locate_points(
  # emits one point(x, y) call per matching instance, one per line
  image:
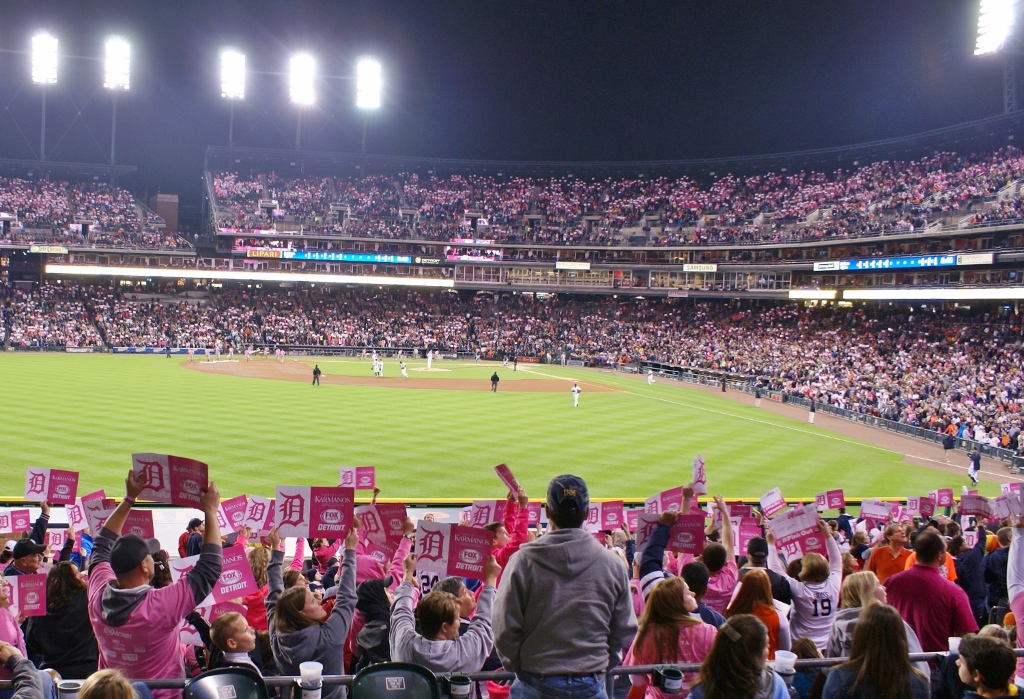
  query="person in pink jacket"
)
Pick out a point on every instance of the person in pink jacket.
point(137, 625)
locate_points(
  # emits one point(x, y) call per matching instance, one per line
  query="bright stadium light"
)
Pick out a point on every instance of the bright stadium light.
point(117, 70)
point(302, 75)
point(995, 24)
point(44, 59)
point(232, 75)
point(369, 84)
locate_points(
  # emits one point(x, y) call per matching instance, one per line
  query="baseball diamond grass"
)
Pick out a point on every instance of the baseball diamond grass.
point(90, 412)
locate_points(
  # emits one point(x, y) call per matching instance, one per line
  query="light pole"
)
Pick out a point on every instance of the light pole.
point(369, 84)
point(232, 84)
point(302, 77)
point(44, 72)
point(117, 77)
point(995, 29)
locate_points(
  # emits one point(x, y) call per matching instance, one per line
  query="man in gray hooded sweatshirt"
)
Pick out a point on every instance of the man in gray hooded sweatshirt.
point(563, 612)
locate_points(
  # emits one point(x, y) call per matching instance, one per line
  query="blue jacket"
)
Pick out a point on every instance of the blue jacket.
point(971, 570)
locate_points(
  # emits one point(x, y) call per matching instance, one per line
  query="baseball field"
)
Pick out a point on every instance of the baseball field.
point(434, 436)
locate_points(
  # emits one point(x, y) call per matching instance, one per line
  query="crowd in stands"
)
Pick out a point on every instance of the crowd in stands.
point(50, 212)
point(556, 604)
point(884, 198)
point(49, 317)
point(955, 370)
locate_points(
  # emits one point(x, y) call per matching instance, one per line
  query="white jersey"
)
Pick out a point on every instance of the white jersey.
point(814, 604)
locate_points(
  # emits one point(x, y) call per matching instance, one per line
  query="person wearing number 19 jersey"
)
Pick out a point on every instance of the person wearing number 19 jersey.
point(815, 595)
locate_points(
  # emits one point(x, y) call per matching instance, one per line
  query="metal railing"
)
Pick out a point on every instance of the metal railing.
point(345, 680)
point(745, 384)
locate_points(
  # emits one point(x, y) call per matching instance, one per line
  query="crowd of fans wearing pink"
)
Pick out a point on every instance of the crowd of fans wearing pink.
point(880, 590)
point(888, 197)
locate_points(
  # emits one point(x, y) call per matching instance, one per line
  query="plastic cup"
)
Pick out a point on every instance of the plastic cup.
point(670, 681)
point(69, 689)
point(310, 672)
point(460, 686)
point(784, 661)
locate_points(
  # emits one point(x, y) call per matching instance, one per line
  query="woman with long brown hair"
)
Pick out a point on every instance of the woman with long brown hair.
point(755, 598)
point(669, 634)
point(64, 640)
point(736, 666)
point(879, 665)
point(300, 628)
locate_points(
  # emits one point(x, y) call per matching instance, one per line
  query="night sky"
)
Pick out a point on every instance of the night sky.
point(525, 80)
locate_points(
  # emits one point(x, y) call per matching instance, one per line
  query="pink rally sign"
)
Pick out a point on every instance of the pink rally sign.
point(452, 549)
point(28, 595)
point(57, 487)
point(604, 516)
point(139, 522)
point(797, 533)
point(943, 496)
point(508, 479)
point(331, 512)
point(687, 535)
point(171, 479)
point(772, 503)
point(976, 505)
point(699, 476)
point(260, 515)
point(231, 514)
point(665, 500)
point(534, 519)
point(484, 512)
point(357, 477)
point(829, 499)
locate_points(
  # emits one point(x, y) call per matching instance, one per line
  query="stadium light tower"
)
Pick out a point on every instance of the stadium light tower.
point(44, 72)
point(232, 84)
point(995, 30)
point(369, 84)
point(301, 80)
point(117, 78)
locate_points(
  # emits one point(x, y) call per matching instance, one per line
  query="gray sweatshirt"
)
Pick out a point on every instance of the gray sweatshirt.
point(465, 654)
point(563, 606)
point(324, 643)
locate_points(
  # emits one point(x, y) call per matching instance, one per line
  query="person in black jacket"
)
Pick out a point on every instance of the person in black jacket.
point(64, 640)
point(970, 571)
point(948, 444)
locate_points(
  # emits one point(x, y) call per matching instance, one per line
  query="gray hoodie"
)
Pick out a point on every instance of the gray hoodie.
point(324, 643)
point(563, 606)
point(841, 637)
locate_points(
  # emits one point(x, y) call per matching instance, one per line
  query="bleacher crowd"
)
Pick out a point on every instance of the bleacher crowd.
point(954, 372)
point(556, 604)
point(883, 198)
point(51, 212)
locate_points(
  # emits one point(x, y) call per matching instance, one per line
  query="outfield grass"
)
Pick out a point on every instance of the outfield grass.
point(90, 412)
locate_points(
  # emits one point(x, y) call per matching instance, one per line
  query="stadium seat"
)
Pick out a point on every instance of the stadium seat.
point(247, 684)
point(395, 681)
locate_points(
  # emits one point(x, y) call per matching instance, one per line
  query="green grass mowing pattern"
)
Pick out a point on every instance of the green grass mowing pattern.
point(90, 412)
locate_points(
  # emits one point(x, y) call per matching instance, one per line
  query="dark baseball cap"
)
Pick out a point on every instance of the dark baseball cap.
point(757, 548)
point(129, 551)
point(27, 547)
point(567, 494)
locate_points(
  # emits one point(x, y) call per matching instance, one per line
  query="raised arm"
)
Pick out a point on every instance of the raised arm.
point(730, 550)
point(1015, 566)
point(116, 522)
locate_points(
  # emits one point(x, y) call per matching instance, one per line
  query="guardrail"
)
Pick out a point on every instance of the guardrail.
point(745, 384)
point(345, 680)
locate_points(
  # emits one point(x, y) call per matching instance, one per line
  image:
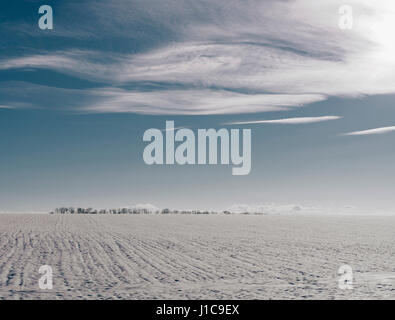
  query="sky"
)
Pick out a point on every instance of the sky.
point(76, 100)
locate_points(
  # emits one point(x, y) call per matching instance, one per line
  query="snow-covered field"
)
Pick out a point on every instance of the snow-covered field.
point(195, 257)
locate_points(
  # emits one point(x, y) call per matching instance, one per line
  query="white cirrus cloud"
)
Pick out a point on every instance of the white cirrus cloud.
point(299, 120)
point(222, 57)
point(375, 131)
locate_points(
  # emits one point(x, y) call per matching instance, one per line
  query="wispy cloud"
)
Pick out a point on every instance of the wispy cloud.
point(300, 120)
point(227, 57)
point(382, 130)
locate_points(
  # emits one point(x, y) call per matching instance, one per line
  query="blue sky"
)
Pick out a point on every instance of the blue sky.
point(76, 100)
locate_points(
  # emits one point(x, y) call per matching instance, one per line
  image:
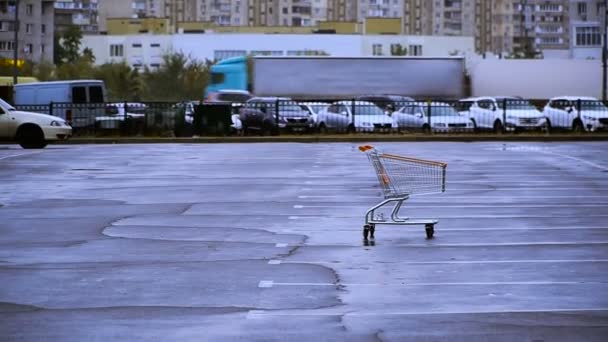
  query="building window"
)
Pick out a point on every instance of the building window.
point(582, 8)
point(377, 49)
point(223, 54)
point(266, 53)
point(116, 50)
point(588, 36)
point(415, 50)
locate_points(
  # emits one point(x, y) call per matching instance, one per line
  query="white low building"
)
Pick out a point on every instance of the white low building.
########
• **AIM OF THE EXERCISE**
When you reach a picture, pass over it; write out all other material exactly.

• **ANSWER FOR THIS EXERCISE**
locate_points(
  # emits one point(x, y) call per matching instance, one per line
  image:
  query="person in pink jacket"
)
Pick out a point on every instance of the person in pink jacket.
point(137, 625)
locate_points(
  # emits one point(x, y) call per matching instance, one per line
  query="bright stadium light"
)
Pick out a point on every instance of the bright stadium light.
point(117, 70)
point(302, 75)
point(995, 24)
point(44, 59)
point(232, 75)
point(369, 84)
locate_points(
  # emits one point(x, y) call per matching instance, one per line
  query="baseball diamond grass"
)
Pick out a point on every instance of the baseball diamond grass.
point(90, 412)
locate_points(
  # emits one point(x, y) call per matching instance, one per line
  query="light pole"
)
Pick out a point on every instance of the light pole.
point(369, 84)
point(232, 84)
point(302, 77)
point(44, 72)
point(117, 77)
point(995, 29)
locate_points(
  # emits one point(x, y) call per matching instance, one per line
  query="man in gray hooded sweatshirt"
)
Pick out a point on every instance of the man in gray hooded sweatshirt.
point(563, 612)
locate_points(
  # emits one point(x, y) call per matching instance, one per line
  query="blue jacket"
)
Pick out a point on every instance of the blue jacket.
point(971, 570)
locate_points(
  # emits one point(x, y) call per matching instance, one per line
  query="baseball field"
)
Pick out a point on every instance of the baseball field.
point(434, 436)
locate_points(
  # emits one point(x, y) call per matching instance, one per line
  query="crowd in stands"
)
Pick out a point on every instance of the crowd in stands.
point(50, 212)
point(556, 604)
point(884, 198)
point(49, 317)
point(955, 370)
locate_points(
  # emits one point(x, y) call per matching instance, one per line
  query="white jersey"
)
Pick out a point on every instance of the white jersey.
point(814, 604)
locate_points(
  # emits one point(x, y) call per matching instance, one per line
  query="person wearing number 19 jersey"
)
Pick out a point on every instance of the person wearing number 19 jersey.
point(815, 595)
locate_points(
  # emits one point(x, y) call per matching instance, one per line
  query="metal railing"
)
Pick out a point on every instance of the metal railing.
point(345, 680)
point(745, 384)
locate_points(
  # emits one point(x, y) call per matching instance, one per line
  query="crowd of fans wearing pink"
)
Pick out a point on every instance of the crowd of fans wearing pink.
point(880, 590)
point(888, 197)
locate_points(
  # emits one point(x, y) call per matching instance, one per line
  query="plastic cup"
)
Pick out a point on every instance of the plastic cup.
point(670, 681)
point(69, 689)
point(310, 672)
point(460, 686)
point(784, 661)
locate_points(
  # emits one point(x, y) call per matching instance, one per line
  query="woman with long brown hair"
)
Pick out a point on every instance of the woman with long brown hair.
point(755, 598)
point(669, 634)
point(64, 640)
point(736, 666)
point(879, 665)
point(300, 628)
locate_points(
  # emits one point(x, y) call per matching instance, one per line
  query="night sky"
)
Pick out a point on every instance of the night sky.
point(525, 80)
locate_points(
  # emits one point(x, y) call per matching instance, one per line
  query="pink rally sign"
)
Pick out a point on every instance of the pink rally sign.
point(452, 549)
point(28, 595)
point(57, 487)
point(604, 516)
point(139, 522)
point(797, 533)
point(943, 496)
point(508, 479)
point(331, 512)
point(687, 535)
point(171, 479)
point(772, 503)
point(976, 505)
point(699, 476)
point(260, 515)
point(231, 514)
point(665, 500)
point(534, 519)
point(484, 512)
point(357, 477)
point(829, 499)
locate_points(
  # emits one point(x, y) call per matching instance, one per line
  query="stadium light tower"
)
Pick out a point on every instance of the stadium light tower.
point(44, 72)
point(232, 84)
point(995, 30)
point(369, 84)
point(301, 80)
point(117, 78)
locate_points(
  # emits one point(x, y) call per matching instance, one per line
  query="gray sweatshirt"
)
Pick out a point on every instance of the gray sweatshirt.
point(465, 654)
point(563, 606)
point(324, 643)
locate_points(
  # emits one point(x, y) call per matching instance, one per line
  query="person in black jacket"
)
Pick out a point on every instance of the person in black jacket.
point(64, 640)
point(970, 571)
point(948, 444)
locate_points(
  # emits one point(x, y) call per matching instance, one per line
  query="gray hoodie"
)
Pick out a point on every instance of the gray hoodie.
point(324, 643)
point(563, 606)
point(841, 637)
locate_points(
  # emits one point(x, y) call per matching instance, one per line
  query="bleacher crowd"
)
Pick out a point on every instance of the bleacher crowd.
point(954, 372)
point(556, 604)
point(883, 198)
point(51, 212)
locate_points(
  # emits one point(x, y) call per matching instance, one per line
  query="outfield grass"
)
Pick out a point on every instance of the outfield grass.
point(90, 412)
locate_points(
  # emits one point(x, y) call per matching instance, one per line
  query="stadium seat"
)
Pick out a point on every instance of the stadium seat.
point(247, 684)
point(395, 681)
locate_points(
  # emits one point(x, y) call per matching instance, one per line
  query="green grass mowing pattern"
)
Pick out a point on every instance of the green grass mowing pattern.
point(90, 412)
locate_points(
  # emits one point(x, y) call per matching instance, one per line
  query="dark baseball cap"
)
Pick out a point on every instance of the dark baseball cap.
point(757, 548)
point(129, 551)
point(27, 547)
point(567, 494)
locate_points(
  # emits one point(x, y) call per matching instance, one per line
  query="raised arm"
)
Pick out a point on every instance of the raised arm.
point(730, 550)
point(1015, 566)
point(116, 522)
locate_points(
  # emits one point(x, y) call per matching instance, one per line
  query="guardrail"
)
Pick out a point on every instance of the guardrail.
point(745, 384)
point(345, 680)
locate_points(
  # emits one point(x, y) call per matching instance, one per line
  image:
  query="sky"
)
Pick out a point on every instance of the sky.
point(76, 100)
locate_points(
  # emits one point(x, y) call per matching instance, one per line
  query="snow-covered field"
)
Pick out a point on every instance of the snow-covered field.
point(195, 257)
locate_points(
  # emits one point(x, y) call per matching instance, one per line
  query="white cirrus cloud"
)
Pick out a point on every instance of the white cirrus cloud.
point(299, 120)
point(222, 57)
point(375, 131)
locate_points(
  # emits one point(x, y) call per matching instance, one per line
  query="wispy cloud"
)
Pick out a point on every instance of the wispy cloud.
point(300, 120)
point(227, 57)
point(382, 130)
locate_points(
  # emits one point(x, y) call per matching instance, one per line
  query="blue sky"
)
Pick out a point on every instance of the blue sky.
point(76, 100)
locate_points(
  # emits one point(x, y) call per matching instance, one per line
  image:
  query="building window"
)
Pick out a point on every instance of the building window.
point(582, 8)
point(377, 49)
point(223, 54)
point(266, 53)
point(116, 50)
point(588, 36)
point(415, 50)
locate_points(
  # emits one point(x, y) call per matching instance, one per line
  query="white low building"
)
Pick out a point on every instance of the white low building.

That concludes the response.